**What you will do:** Rewrite each of the following items, changing every "SHOULD" to "MUST" and leaving all other text unchanged.

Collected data
- - -
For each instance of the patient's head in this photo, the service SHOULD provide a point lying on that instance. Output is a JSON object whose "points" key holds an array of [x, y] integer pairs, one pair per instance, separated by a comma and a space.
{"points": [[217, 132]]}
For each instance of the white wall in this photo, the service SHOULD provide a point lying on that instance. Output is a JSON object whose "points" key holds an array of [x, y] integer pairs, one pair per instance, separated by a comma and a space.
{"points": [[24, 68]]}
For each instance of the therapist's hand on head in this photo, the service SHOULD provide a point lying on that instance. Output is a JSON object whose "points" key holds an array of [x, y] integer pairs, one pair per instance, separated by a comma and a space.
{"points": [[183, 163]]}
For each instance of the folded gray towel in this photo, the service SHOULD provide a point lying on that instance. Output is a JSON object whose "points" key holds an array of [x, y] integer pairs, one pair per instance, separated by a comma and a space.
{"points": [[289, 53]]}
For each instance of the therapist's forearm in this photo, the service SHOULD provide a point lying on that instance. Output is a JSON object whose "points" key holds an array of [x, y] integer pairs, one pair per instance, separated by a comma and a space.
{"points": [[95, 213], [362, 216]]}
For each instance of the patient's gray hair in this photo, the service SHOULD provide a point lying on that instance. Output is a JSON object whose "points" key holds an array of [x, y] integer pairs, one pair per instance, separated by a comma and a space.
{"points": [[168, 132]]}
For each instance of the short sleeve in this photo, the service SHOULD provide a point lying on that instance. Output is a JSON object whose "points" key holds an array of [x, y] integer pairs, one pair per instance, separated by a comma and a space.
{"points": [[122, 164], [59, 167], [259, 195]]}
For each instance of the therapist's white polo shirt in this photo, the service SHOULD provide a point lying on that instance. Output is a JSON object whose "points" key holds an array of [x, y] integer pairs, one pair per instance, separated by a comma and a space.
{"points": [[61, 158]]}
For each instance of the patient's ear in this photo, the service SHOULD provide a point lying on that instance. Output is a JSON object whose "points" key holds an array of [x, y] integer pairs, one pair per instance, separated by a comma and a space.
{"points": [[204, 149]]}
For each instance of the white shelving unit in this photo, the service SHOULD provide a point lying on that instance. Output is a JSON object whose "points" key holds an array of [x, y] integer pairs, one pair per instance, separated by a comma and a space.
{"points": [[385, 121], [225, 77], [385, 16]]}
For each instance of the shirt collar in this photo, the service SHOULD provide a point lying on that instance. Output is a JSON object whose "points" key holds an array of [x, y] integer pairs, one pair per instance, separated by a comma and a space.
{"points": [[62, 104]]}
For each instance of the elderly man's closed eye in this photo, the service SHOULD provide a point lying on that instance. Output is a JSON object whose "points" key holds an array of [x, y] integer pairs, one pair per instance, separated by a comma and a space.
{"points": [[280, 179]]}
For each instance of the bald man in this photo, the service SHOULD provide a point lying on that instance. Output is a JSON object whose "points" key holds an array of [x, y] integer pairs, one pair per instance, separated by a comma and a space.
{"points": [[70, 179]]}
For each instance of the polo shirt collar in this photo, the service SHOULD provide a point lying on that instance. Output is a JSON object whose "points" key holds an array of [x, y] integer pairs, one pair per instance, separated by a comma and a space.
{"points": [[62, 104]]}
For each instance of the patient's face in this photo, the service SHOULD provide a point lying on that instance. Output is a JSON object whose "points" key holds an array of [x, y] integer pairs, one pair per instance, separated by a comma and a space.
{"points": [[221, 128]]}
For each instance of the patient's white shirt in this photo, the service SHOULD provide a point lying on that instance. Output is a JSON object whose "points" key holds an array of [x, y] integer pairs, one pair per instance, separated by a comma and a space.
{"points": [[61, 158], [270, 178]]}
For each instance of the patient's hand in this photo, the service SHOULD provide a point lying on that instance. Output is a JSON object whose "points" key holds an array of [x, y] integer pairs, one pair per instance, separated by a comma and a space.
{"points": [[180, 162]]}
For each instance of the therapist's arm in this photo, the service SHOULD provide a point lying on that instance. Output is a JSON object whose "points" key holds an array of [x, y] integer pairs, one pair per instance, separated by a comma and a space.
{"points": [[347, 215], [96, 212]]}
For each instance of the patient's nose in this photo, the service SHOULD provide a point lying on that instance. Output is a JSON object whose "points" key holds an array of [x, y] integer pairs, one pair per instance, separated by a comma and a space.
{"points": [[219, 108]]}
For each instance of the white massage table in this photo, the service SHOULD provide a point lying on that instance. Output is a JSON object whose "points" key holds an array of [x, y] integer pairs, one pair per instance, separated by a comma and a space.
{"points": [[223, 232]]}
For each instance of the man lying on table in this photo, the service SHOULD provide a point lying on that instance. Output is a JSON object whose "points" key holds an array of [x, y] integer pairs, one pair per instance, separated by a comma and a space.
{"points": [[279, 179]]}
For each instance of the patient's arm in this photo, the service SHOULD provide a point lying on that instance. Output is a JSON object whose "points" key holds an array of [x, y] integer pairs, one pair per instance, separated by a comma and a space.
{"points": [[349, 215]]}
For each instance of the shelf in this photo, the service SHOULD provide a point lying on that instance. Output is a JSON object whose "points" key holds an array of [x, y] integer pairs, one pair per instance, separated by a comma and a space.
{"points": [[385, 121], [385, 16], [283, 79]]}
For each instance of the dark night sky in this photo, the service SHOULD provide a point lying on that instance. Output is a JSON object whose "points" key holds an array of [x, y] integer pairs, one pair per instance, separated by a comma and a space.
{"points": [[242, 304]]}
- - -
**Reply:**
For each instance of the patient's head in this photo, the service MUST provide a point lying on that instance. Output is a JSON object whose "points" key holds an array of [x, y] integer pairs, one pair per instance, separated by a comma and a space.
{"points": [[217, 132]]}
For each instance of the white wall in this photo, the service MUST provide a point lying on that instance. Output is a JSON object whose "points" key holds an array of [x, y] integer pairs, one pair per instance, separated by a comma and a space.
{"points": [[24, 68]]}
For each instance of the therapist's hand on head in this photo, the service MUST provide a point lying on that instance. Output is a JSON object whose "points" key holds an array of [x, y] integer pairs, one pair per instance, separated by a comma and a space.
{"points": [[183, 163]]}
For each instance of the folded gray towel in this photo, the service MUST provide a point lying on that instance. Output is a JSON object whose "points" key holds an array of [x, y] integer pairs, one pair per instance, separated by a comma and a space.
{"points": [[289, 53]]}
For each instance of the therapist's forearm in this photo, the service MUST provide a point lying on that instance. Output is a JSON object whose "points" key holds an array of [x, y] integer pairs, one pair per instance, separated by a comma and a space.
{"points": [[95, 213], [362, 216]]}
For each instance of the patient's gray hair in this photo, the service MUST provide a point lying on that instance. Output is a JSON object whose "points" key holds an array of [x, y] integer pairs, one pair per instance, separated by a comma and a space.
{"points": [[168, 132]]}
For each instance of the short sleeve in this photo, the service MUST provide a point lying on that instance. Output is a JSON object whose "points" key holds an array of [x, y] integer pairs, one pair per instance, separated by a comma and a space.
{"points": [[122, 164], [59, 167], [259, 195]]}
For each instance of the therapist's white polo shirt in this photo, the service MUST provide a point lying on that instance. Output is a JSON object whose "points" key holds an array of [x, y] integer pairs, one pair per instance, separated by a comma and a space.
{"points": [[61, 158]]}
For each instance of the patient's ear in this photo, the service MUST provide a point lying on that instance. Output is a JSON object whose "points" key holds an array of [x, y] integer pairs, one pair per instance, separated by a comma and a space.
{"points": [[204, 149]]}
For each instance of the white shelving unit in this photo, the service MUST provide a point lying on that instance. Output is a JSON object whose "points" key holds an array of [x, y] integer pairs, one pair per instance, separated by a comma and a space.
{"points": [[385, 121], [225, 77], [385, 16]]}
For each instance of the shirt collar in this photo, the service MUST provide a point lying on that instance. Output is a JSON object whose "points" key holds an array of [x, y] integer pairs, one pair per instance, separated by a comma and a space.
{"points": [[62, 104]]}
For each instance of the elderly man's closed eye in this photo, the service MUST provide a point lying on that instance. Output is a JSON object whose "points" key holds an array of [x, y] integer pairs, one pair per instance, separated by a comma and a space.
{"points": [[280, 179]]}
For each instance of the bald man in this photo, the service MUST provide a point lying on that instance. Output is a JSON object whose "points" key holds an array of [x, y] integer pairs, one pair per instance, separated by a comma and a space.
{"points": [[70, 179]]}
For each instance of the polo shirt collar in this photo, the service MUST provide a point lying on that instance. Output is a JSON object whose "points" key holds an array of [x, y] integer pairs, one pair per instance, separated by a comma and a space.
{"points": [[62, 104]]}
For each instance of the patient's face in this photo, the service MUST provide a point lying on that instance. Output is a JSON object whose "points" key holds an array of [x, y] integer pairs, one pair per instance, separated by a comma and a space.
{"points": [[221, 128]]}
For each instance of the patient's white shirt in this photo, the service MUST provide a point lying on that instance. Output is a JSON object whose "points" key holds an array of [x, y] integer pairs, one pair per instance, separated by a comma and a space.
{"points": [[61, 158], [270, 178]]}
For each instance of the patient's hand in this photo, the service MUST provide a point lying on that instance. Output is a JSON object whose "points" key holds an array of [x, y] integer pairs, one pair per instance, separated by a comma and a space.
{"points": [[180, 162]]}
For each instance of the therapist's arm in this photo, the service MUST provide a point lying on that instance. Output is a JSON object whose "points" key holds an array of [x, y] integer pairs, one pair per instance, separated by a comma and a space.
{"points": [[347, 215], [96, 212]]}
For each instance of the patient's nose in this photo, the service MUST provide a point lying on that instance. Output is a JSON object whose "points" key holds an array of [x, y] integer pairs, one pair per instance, separated by a comma and a space.
{"points": [[219, 108]]}
For each instance of the white massage table in this photo, the service MUST provide a point lying on that instance. Output is a JSON object whose "points" key holds an array of [x, y] integer pairs, one pair per instance, separated by a comma and a space.
{"points": [[223, 232]]}
For each instance of the man lying on table in this photo, the service MUST provide a point lying on that instance. Output is a JSON object whose "points" key holds an array of [x, y] integer pairs, one pair per instance, separated by a comma and a space.
{"points": [[279, 179]]}
For each instance of the patient's arm in this photo, the service MUST provide a point lying on that instance. Output is a JSON object whose "points" key holds an array of [x, y] integer pairs, one pair per instance, separated by a comma and a space.
{"points": [[349, 215]]}
For each instance of the shelf in this photo, the service MUST provide a point lying on that instance. Output is a JSON object whose "points" key holds an array of [x, y] integer pairs, one pair per instance, separated by a comma and a space.
{"points": [[385, 121], [385, 16], [283, 79]]}
For each instance of the dark night sky in this photo, the service MUST provide a point lying on that instance. Output is a JSON object whose "points" key holds an array of [x, y] integer pairs, one pair per instance, separated by a comma and a space.
{"points": [[242, 304]]}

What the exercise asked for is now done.